### What you are asked to do:
Copy out the data that follows exactly, leaving out no line.

### Data extracted from a collection:

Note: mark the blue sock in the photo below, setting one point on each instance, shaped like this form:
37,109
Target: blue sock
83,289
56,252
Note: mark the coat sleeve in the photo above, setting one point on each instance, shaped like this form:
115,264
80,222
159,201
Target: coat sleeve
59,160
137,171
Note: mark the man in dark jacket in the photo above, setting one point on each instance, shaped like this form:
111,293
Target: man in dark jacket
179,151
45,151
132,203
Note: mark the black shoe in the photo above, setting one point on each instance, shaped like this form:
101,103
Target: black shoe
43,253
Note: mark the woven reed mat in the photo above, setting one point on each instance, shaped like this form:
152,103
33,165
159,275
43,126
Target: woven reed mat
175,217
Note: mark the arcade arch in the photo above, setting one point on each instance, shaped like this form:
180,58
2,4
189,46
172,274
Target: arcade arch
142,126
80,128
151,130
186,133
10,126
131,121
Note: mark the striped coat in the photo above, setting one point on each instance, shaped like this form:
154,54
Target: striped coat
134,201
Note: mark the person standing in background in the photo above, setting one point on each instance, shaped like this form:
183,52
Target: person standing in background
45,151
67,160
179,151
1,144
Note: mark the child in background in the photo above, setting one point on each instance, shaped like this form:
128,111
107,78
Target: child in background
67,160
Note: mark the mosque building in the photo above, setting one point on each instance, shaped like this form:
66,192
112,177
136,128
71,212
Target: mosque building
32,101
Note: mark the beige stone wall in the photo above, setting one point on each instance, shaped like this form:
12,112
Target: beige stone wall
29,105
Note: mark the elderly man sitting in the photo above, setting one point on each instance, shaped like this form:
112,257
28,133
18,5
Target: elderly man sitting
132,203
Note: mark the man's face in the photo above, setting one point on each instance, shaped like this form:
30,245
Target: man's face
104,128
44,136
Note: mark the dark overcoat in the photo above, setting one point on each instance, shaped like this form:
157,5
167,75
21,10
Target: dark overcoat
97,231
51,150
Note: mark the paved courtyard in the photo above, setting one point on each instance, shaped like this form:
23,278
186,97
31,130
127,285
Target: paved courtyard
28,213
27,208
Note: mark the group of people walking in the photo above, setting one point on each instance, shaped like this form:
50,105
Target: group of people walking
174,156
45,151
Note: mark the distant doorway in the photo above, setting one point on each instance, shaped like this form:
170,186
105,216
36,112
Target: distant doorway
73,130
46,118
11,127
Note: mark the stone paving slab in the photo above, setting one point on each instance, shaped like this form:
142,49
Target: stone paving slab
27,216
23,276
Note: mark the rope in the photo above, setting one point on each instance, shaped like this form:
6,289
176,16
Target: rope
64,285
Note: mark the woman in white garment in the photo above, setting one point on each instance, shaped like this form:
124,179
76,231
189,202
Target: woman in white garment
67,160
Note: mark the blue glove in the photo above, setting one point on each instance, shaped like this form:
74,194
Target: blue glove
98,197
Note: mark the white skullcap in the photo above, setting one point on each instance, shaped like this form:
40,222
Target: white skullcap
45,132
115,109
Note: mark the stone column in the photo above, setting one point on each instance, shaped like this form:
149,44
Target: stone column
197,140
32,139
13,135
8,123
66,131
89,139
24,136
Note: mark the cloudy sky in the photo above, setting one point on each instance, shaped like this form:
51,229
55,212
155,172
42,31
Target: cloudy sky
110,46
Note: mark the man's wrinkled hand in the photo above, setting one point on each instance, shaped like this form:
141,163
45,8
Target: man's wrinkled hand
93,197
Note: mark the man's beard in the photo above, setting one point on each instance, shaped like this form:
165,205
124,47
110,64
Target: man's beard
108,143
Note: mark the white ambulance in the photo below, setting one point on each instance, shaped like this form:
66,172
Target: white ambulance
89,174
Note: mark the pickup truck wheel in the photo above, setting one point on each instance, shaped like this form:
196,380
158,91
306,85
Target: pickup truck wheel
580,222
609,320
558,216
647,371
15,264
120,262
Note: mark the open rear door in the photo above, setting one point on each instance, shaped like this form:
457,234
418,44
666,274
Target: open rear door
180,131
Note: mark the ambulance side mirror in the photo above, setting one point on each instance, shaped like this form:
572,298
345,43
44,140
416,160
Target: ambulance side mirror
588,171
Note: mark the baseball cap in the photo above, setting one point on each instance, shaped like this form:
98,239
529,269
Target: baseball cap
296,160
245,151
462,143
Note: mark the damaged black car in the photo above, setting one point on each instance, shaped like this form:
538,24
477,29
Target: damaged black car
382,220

### Exercise output:
Note: mark the blue sock in the photo below, setting one point on each instance, shaped like this form:
37,109
Target: blue sock
83,289
56,252
Note: mark the coat sleeve in the photo above, setting one point on each instance, shaped like this form:
115,264
80,222
159,201
Target: coat sleeve
59,160
137,171
Note: mark the man in dark jacket in the photo above, setting one point on each instance, shaped like this form:
111,293
Target: man in dark jacket
179,151
45,151
132,203
Note: mark the black shoe in the photo above, setting one point on each instance, shaped like this form:
101,103
Target: black shoe
43,253
Note: mark the woven reed mat in the photo above, setting one point on each instance, shaped like this form:
152,103
33,165
159,275
43,126
Target: woven reed mat
175,217
Note: mark the arcade arch in the photo above, setting one point on each instance, shaped like this form:
180,58
2,4
189,46
172,274
Target: arcade arch
142,126
80,128
151,130
186,133
10,126
131,121
Note: mark the striped coat in the photo above, setting one point on each instance, shaped like this form:
154,54
Target: striped coat
134,201
Note: mark the person standing in background in the photo above, setting one point on each instance, shaped like this form:
183,52
Target: person standing in background
45,151
67,160
179,151
1,144
Note: mark the child in background in the photo above, setting one point on each instance, shaped like this form:
128,111
107,78
Target: child in background
67,160
Note: mark the mosque building in the photo above, setting one point on each instance, shaped like this form:
66,192
112,177
136,128
71,212
Target: mosque building
32,101
Note: mark the beige stone wall in the photo above, setting one point on each instance, shaped like this form:
12,112
Target: beige stone wall
29,105
Note: mark the elderly man sitting in the photo above, setting one point on each instance, shaped like this form:
112,257
28,133
18,5
Target: elderly man sitting
132,203
Note: mark the man's face in the photo above, setting one point on each instance, shaped like this form:
30,245
Target: man's face
104,128
44,136
Note: mark the dark overcoat in the photo above, setting one point on each instance, shaped like this form:
157,5
167,75
21,10
Target: dark overcoat
97,231
51,150
Note: mark the paved courtyard in the photo above, setting one point on each instance, shaped like this form:
23,278
186,97
31,130
127,285
Target: paved courtyard
28,213
27,208
Note: mark the group of people walking in the photo above, setting one point on each instance, shaped like this form:
50,105
Target: group of people walking
174,156
45,151
Note: mark the distant doorway in the photo above, setting one point on each instance, shaped like this form:
170,186
105,216
36,112
Target: distant doorway
73,130
46,118
11,127
Note: mark the stone paving slab in the photo above, setting one point on each instance, shaped like this form:
142,49
Target: stone paving slab
27,216
23,276
Note: mark the rope in the photo above, setting one point on each instance, shaped like this form:
6,289
176,16
Target: rope
64,285
Note: mark the woman in white garment in the photo above, setting one point on each instance, shaped like this form:
124,179
76,231
189,202
Target: woman in white garment
67,160
Note: mark the blue glove in the photo above, setting one point on each instance, shaped like this form:
74,194
Target: blue glove
98,197
Note: mark the white skullcap in the photo above, setting one point on each instance, shaped like this form:
40,222
Target: white skullcap
45,132
115,109
Note: mark the stone column in the photo above, setting one point on each instance, shaped like this form:
149,44
Target: stone column
197,140
32,139
13,135
8,123
66,131
89,139
24,136
Note: mark the cloudy sky in the photo above, setting one point on each instance, shaped like this form:
51,229
55,212
155,172
42,31
Target: cloudy sky
110,46
Note: mark the man's wrinkled hand in the photo above, setting one point on each instance, shaped like this form:
141,163
45,8
Target: man's wrinkled hand
93,197
Note: mark the man's beard in the photo above, setting one point on each instance, shaped like this form:
165,205
124,47
110,64
Target: man's beard
108,143
Note: mark the white ambulance in the photo below, setting one point on each instance, shaped like this form:
66,172
Target: white ambulance
89,174
Note: mark the pickup truck wheel in the photo above, setting one point on each instance, shaped like this form:
196,380
158,91
306,85
Target: pickup truck wheel
580,222
609,320
558,216
647,371
15,264
120,262
Note: mark the open rear door in the photo above, setting one point on each instance, shaped like this form:
457,234
418,44
666,274
Target: open rear door
180,131
Note: mark the ambulance side mirror in the photo above, setting one point on each instance, shaped like this form:
572,298
345,43
44,140
416,160
Target: ambulance side mirror
588,171
Note: mark the baseball cap in the photo above, setting one point on each instance, shaped like this form:
98,239
529,269
Target: baseball cap
296,160
245,151
462,143
Note: mark the damaged black car in the photo above, setting one point on each instance, shaped like this form:
538,24
477,29
Target: damaged black car
382,220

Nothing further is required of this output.